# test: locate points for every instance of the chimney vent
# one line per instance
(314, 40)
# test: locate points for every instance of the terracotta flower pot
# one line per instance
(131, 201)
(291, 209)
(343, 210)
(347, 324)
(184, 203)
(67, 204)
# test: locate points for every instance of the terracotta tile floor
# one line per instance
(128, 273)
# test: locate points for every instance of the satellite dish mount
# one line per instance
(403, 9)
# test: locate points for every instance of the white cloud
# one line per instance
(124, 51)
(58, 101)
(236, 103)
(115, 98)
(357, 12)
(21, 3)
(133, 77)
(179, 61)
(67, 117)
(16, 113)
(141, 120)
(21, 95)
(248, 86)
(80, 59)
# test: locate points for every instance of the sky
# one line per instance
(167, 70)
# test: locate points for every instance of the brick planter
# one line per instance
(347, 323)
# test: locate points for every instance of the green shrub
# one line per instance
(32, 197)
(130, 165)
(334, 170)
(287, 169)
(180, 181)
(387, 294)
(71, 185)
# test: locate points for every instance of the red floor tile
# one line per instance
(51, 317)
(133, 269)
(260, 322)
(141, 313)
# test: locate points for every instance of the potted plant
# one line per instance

-----

**BRIEF:**
Restate the whole of the material exactly.

**REPLY TO THE EXERCISE:**
# test: locate points for every instance of the chimney vent
# one line per instance
(314, 40)
# test: locate points for every instance of the terracotta flower pot
# one line per instance
(131, 201)
(291, 209)
(343, 210)
(347, 324)
(184, 203)
(67, 204)
# test: locate points for every instance of the terracotta tile floor
# one line per instance
(128, 273)
# test: locate points for every instance of the satellite dish mount
# one line per instance
(403, 9)
# test: locate points for every instance of the white cloud
# one line per instance
(124, 51)
(58, 101)
(236, 103)
(115, 98)
(357, 12)
(21, 3)
(133, 77)
(179, 61)
(67, 117)
(16, 113)
(141, 120)
(21, 95)
(248, 86)
(80, 59)
# test: locate points for every instance of the sky
# one line per instance
(167, 70)
# test: locate points for every instance of the brick planter
# one line per instance
(347, 323)
# test: locate points for every instance of the green shrub
# one line per instance
(32, 197)
(130, 165)
(334, 170)
(287, 169)
(180, 181)
(387, 294)
(71, 185)
# test: locate points for every instance of the red floor tile
# one line per instance
(51, 317)
(133, 269)
(260, 322)
(141, 313)
# test: locate points for every instance of the potted plant
# one line per instance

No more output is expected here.